» What needs to be done:
Look through the records below for the line with "In this picture, where can the baseboard". Return that line and each one after it up to and including the line with "In this picture, where can the black", exactly.

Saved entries
=== Section Start ===
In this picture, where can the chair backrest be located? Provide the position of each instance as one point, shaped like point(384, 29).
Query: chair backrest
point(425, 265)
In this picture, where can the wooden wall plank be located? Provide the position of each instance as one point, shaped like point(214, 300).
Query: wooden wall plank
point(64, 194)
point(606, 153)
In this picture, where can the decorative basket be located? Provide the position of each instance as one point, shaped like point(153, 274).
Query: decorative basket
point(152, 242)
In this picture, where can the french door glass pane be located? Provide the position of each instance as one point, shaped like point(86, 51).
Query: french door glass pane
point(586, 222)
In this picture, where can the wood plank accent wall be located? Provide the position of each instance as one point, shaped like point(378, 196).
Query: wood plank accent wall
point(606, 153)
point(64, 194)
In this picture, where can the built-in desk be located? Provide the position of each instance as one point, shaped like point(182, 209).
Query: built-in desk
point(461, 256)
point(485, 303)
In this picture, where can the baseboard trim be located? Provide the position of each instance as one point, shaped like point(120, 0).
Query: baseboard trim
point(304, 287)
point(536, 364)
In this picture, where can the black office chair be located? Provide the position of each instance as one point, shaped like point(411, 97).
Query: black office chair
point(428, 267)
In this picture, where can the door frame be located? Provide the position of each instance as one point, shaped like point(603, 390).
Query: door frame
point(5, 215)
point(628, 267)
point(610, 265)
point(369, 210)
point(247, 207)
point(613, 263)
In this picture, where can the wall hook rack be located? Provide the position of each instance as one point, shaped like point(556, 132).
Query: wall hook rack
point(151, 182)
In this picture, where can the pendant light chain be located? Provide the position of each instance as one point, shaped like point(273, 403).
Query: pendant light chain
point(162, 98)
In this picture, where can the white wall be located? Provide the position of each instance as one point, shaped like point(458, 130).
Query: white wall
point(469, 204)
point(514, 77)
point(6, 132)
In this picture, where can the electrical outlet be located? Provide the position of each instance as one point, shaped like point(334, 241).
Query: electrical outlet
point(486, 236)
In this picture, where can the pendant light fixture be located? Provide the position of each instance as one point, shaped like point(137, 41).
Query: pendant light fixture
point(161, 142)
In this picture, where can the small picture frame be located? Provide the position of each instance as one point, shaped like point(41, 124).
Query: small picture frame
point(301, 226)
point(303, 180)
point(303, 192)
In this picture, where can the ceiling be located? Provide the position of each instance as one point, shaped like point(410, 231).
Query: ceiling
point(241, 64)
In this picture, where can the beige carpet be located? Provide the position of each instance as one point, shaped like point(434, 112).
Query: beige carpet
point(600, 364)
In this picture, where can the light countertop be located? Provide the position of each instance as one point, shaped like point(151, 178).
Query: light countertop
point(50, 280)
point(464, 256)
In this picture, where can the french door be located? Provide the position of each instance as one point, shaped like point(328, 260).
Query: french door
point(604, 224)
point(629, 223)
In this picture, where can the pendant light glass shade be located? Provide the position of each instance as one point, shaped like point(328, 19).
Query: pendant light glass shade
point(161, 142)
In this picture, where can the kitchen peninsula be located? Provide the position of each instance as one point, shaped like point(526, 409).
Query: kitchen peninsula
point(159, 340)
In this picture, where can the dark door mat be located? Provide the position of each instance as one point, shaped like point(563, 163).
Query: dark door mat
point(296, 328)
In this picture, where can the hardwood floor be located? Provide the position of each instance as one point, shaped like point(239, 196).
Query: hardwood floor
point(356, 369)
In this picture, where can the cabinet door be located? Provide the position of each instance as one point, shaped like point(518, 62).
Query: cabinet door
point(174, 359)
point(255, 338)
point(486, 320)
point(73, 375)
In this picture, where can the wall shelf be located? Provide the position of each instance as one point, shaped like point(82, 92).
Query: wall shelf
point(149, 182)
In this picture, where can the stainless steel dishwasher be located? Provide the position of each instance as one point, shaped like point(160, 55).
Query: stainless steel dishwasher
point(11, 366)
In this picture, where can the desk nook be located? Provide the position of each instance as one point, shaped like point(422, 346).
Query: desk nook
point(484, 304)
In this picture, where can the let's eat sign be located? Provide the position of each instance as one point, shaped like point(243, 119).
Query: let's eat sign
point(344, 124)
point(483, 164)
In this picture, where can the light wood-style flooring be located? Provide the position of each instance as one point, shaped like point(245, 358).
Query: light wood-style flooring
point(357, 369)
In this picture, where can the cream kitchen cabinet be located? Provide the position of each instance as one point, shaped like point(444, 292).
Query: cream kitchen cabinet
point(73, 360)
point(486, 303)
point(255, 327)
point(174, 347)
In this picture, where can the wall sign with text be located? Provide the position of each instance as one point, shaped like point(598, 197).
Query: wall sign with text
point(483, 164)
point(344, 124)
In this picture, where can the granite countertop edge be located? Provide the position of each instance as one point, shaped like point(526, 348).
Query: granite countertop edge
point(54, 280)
=== Section End ===
=== Section Start ===
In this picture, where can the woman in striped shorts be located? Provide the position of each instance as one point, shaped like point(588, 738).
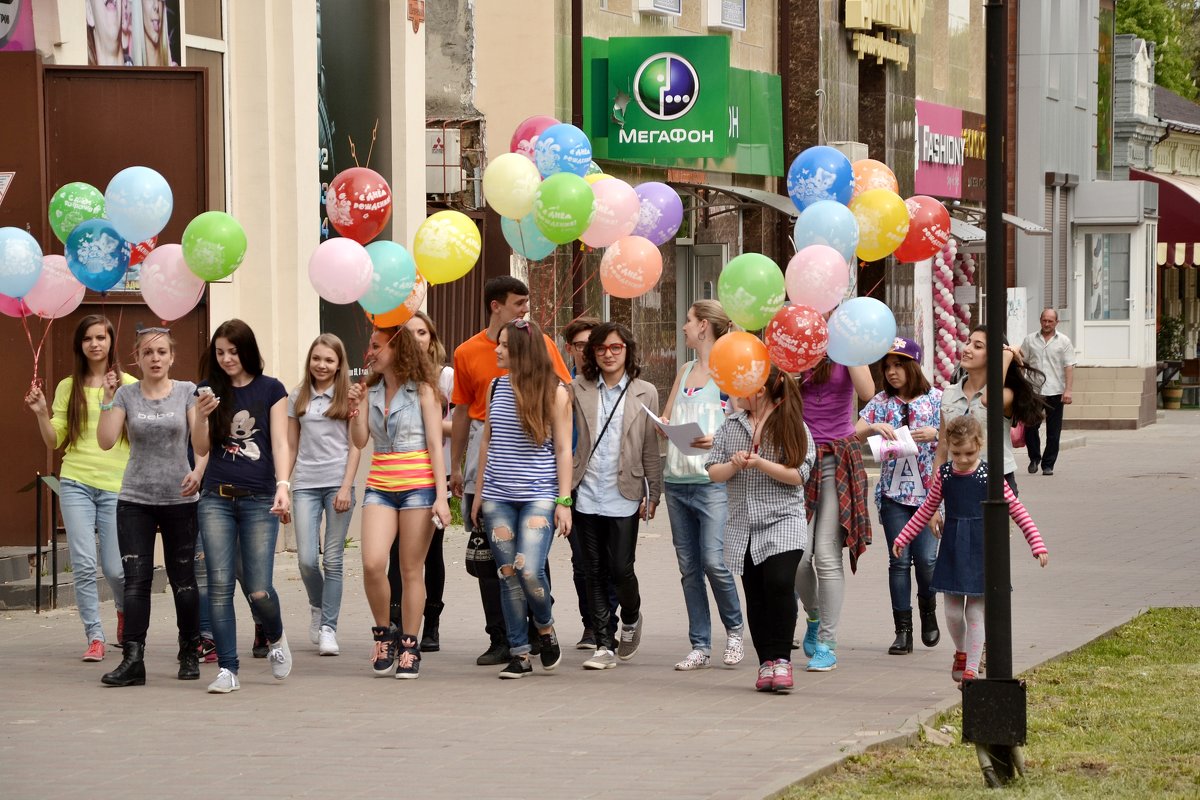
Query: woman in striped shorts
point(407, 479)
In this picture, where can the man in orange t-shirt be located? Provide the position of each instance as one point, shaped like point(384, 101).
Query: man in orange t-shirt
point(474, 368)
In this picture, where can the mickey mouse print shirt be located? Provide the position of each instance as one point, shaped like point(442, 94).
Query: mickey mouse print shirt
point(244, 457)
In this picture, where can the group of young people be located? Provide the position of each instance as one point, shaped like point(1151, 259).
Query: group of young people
=== Section End ===
=== Section Start ===
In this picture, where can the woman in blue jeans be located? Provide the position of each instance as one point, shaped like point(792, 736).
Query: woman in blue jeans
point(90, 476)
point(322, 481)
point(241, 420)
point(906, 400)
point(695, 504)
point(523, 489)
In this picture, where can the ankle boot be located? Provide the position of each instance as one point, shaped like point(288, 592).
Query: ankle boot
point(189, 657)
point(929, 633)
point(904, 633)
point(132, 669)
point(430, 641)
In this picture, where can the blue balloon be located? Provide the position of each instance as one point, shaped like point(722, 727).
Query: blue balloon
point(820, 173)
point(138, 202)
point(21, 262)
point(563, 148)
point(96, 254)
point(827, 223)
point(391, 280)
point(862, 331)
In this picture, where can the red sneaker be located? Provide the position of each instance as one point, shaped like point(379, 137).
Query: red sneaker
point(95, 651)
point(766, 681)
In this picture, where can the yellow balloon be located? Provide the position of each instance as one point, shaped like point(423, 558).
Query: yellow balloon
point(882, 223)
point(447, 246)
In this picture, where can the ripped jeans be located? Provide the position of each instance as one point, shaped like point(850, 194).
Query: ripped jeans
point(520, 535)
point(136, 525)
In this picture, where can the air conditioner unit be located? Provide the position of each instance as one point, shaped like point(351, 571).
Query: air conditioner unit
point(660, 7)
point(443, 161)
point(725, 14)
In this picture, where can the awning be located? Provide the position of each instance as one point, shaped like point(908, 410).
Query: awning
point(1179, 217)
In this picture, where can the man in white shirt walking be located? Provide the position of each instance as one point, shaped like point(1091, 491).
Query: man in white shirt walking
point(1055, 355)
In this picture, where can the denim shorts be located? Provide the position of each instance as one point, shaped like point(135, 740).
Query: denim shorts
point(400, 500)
=== Section End ===
» Result of the task:
In this picture, where can the baseboard trim be located? Provide the position of each instance as one point, shaped like point(120, 0).
Query: baseboard trim
point(304, 287)
point(536, 364)
In this picture, where can the black office chair be located? Provide the position of each instance as one point, shaped like point(411, 97).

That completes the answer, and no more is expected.